_Required task a_
How many lines in the entries contain the word "white"? Reply with the number alone.
-------- Document segment
The post-game slants
and audio bytes, as
penned and digitally
recorded by staff
writer Denny O'Brien.

Game No. 1: ECU at UC — The Vitals

• O'Brien: Same ol', same ol' for ECU
• Long Labor Day for J.T. and Pirates
• Box Score & Statistics
• Audio: J.T., ECU players, & 'Shank'
• C-USA Standings, Schedule & Sores
• ECU Schedule, Scores & Links
Cincinnati's Derick Eddington (26) runs for a touchdown in the third quarter as East Carolina's Travis Heath (45) tries to catch him in Cincinnati, Monday, Sept. 1, 2003. (AP Photo: Tom Uhlman)

CINCINNATI — The problems that plagued East Carolina over the past two seasons apparently have persisted into 2003. Only a few of the faces and schemes have changed.

What figured to be a year of marked improvement — especially on defense — has begun more like a season of confirmation that the Pirates have slipped considerably in the Conference USA pecking order. The days of competing for the league brass suddenly seem like a distant memory.

And unless first-year coach John Thompson can concoct an early-season miracle, a 40-3 loss to Cincinnati on Labor Day will seem like a vacation compared to the remainder of this year's slate.

"There are a lot of things that we've got to get so much better on," Thompson said. "We've got to be a better football team, which we will. We've been a tough football team all camp."

"We got it stuck to us pretty good today by a good football team and a well-coached football team. We didn't do anything all day to create a lot of momentum."

That's an understatement.

From the very first series, East Carolina appeared as if it was physically inferior to a Cincinnati program over which it historically has been dominant. The Bearcats ran over, through, and around the Pirates' demoralized defense in painfully reminiscent fashion.

By the time the final canon blew, the Bearcats had trampled their way to a 361-yard rushing performance, seemingly without breaking a sweat. Even third-stringer Derick Eddington took advantage of truck-sized holes en route to an 11-carry, 138-yard day.
----------------
-------- Dataset extract
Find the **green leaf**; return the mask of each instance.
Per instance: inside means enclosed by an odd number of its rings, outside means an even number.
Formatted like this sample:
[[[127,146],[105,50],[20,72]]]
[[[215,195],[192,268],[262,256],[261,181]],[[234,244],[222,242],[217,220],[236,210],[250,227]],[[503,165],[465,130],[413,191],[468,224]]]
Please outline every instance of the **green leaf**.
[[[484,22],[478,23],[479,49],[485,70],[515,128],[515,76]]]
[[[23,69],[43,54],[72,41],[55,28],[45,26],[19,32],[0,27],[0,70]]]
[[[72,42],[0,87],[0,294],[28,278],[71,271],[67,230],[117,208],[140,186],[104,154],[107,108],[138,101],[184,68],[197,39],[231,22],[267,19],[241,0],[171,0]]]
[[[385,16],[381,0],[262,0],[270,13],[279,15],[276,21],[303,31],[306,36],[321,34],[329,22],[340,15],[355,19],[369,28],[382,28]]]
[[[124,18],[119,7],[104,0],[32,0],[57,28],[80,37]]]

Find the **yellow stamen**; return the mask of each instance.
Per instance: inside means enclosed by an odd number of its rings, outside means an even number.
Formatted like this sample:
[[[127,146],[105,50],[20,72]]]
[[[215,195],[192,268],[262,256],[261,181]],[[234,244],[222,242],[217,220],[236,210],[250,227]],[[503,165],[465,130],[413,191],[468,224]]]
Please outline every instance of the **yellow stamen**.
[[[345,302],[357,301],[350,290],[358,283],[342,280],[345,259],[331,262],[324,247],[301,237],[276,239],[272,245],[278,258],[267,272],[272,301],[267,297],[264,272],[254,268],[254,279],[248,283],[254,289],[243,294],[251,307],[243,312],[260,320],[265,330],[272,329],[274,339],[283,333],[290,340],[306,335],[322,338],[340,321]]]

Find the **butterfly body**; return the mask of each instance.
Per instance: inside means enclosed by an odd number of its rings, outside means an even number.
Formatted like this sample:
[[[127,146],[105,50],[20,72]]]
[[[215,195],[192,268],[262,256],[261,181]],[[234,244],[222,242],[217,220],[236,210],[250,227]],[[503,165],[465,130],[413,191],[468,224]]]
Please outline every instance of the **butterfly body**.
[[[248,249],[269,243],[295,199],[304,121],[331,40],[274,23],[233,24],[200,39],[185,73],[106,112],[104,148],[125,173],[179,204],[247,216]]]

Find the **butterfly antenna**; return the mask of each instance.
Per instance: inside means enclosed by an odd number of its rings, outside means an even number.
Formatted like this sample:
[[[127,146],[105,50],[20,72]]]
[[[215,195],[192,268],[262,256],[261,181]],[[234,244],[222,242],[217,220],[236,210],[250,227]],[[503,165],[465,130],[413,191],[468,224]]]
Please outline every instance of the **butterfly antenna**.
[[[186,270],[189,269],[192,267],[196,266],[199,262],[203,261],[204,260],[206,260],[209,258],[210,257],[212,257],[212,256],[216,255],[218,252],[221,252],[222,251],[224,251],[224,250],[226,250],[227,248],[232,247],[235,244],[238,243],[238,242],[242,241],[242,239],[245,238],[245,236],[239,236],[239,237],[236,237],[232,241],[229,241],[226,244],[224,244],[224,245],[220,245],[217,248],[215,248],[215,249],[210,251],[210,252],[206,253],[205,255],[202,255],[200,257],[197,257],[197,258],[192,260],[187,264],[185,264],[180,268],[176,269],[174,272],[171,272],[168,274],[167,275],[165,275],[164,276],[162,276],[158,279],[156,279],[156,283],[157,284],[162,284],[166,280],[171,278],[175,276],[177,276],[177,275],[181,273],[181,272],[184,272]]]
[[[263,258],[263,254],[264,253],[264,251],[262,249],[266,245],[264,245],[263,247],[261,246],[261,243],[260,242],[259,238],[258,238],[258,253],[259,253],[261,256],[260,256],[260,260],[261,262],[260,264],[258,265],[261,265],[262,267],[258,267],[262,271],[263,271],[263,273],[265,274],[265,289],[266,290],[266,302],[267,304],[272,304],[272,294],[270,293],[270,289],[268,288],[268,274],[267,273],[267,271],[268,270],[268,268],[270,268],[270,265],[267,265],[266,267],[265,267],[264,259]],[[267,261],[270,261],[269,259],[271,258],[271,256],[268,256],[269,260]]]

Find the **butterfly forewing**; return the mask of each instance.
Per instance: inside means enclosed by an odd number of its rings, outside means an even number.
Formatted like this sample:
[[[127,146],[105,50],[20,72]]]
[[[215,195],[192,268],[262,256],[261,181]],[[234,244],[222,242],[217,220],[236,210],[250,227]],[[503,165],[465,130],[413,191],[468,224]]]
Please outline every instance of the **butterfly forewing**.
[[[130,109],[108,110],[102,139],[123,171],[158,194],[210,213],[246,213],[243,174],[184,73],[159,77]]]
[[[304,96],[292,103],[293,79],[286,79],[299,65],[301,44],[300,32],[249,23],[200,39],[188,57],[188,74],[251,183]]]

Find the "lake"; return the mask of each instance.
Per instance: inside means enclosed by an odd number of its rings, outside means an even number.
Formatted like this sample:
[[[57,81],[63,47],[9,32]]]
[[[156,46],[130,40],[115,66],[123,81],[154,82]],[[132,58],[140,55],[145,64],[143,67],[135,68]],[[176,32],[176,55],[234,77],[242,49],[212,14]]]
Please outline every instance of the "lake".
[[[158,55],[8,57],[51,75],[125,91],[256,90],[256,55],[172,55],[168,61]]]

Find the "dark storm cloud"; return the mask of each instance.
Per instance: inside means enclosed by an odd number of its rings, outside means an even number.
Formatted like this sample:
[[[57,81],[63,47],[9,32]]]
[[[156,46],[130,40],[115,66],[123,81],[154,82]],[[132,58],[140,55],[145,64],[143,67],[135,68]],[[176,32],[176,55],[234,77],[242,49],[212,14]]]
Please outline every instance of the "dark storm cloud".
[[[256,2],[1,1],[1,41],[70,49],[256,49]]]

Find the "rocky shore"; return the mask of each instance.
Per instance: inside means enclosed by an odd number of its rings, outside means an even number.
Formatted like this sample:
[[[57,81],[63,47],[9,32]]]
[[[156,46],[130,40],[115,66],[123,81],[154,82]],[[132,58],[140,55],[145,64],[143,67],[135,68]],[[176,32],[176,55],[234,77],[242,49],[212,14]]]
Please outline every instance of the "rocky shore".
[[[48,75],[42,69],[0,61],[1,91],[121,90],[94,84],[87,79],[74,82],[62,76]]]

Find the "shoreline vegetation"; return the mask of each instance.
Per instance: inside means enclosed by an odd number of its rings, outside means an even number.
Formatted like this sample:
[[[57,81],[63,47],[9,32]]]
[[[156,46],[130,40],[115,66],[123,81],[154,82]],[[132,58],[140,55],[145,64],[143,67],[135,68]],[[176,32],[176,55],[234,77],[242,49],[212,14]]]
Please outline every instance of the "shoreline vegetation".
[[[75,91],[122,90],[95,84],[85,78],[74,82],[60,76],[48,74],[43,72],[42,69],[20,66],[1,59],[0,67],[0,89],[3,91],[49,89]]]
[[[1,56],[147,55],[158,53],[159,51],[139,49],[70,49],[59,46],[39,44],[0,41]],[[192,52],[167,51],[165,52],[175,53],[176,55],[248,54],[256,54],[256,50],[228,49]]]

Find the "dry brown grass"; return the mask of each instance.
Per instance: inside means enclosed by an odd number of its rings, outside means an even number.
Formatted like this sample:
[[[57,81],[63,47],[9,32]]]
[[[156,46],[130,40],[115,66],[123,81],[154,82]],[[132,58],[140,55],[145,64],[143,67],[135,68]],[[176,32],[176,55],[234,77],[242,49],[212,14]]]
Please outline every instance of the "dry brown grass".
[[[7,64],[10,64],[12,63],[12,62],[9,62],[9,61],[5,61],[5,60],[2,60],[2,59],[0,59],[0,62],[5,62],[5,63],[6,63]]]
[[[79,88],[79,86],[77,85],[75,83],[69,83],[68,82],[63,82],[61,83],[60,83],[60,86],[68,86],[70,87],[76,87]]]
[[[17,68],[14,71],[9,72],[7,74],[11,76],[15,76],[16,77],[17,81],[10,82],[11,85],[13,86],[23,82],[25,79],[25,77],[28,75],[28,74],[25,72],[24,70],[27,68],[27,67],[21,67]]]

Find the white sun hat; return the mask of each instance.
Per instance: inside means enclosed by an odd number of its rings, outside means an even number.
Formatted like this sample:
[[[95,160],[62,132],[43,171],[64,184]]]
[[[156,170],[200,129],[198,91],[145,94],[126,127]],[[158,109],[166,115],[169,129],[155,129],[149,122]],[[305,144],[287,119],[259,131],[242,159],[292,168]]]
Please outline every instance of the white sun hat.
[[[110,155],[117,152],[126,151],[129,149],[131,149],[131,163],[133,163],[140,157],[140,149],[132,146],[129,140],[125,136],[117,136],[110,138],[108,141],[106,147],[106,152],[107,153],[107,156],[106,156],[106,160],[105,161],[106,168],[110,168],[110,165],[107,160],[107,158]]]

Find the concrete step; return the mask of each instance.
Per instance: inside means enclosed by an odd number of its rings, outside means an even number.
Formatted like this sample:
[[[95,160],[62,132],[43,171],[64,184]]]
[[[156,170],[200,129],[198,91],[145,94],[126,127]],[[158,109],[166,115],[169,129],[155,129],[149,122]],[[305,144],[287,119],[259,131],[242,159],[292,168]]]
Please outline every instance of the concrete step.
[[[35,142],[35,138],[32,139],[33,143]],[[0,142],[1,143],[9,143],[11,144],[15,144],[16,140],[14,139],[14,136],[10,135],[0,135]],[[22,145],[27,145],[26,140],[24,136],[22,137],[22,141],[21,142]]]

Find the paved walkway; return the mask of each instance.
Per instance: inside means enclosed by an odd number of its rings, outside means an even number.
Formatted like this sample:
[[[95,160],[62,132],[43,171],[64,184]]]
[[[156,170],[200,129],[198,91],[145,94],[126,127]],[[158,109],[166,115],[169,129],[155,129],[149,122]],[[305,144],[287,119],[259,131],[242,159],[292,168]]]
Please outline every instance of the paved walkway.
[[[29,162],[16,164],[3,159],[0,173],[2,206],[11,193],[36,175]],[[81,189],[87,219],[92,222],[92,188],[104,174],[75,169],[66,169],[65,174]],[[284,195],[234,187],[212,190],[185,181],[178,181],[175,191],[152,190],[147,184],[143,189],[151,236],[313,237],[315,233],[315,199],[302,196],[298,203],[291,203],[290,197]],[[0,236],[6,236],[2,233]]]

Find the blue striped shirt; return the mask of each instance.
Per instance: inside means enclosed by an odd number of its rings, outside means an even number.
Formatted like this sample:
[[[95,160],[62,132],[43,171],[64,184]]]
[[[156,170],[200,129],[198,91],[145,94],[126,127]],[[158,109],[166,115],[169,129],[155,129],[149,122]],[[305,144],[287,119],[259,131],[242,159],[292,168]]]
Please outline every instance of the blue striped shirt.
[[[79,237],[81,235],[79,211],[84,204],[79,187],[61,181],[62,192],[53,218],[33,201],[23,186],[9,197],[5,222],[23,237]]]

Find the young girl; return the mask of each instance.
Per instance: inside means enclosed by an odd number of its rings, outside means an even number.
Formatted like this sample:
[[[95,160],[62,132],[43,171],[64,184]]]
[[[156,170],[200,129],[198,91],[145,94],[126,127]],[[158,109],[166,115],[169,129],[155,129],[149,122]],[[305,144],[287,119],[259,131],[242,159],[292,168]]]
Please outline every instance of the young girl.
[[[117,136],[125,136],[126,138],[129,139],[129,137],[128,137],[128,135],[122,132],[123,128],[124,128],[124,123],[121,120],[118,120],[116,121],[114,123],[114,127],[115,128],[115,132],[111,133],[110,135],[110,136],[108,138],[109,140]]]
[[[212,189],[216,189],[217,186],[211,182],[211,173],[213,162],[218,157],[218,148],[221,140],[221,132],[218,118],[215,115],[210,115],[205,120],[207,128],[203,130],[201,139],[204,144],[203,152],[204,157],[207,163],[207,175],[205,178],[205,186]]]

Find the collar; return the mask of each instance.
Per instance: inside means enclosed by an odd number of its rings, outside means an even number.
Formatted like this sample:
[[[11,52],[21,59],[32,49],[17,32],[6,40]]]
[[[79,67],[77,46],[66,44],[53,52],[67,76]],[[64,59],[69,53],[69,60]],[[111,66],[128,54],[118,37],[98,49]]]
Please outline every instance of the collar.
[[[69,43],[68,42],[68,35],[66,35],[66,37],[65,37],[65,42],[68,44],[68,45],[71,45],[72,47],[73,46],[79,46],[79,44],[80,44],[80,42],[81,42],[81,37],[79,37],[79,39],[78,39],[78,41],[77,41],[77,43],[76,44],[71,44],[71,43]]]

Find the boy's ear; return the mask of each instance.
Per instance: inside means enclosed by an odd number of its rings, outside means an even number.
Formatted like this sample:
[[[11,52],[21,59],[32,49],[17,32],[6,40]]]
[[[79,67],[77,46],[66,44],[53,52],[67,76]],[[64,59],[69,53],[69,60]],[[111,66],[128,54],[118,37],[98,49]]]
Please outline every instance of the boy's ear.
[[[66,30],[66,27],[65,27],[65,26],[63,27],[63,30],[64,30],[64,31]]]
----------------
_Required task b_
According to the game recap, how many rushing yards did the Bearcats total against East Carolina?

_Solution a_
2

_Solution b_
361 yards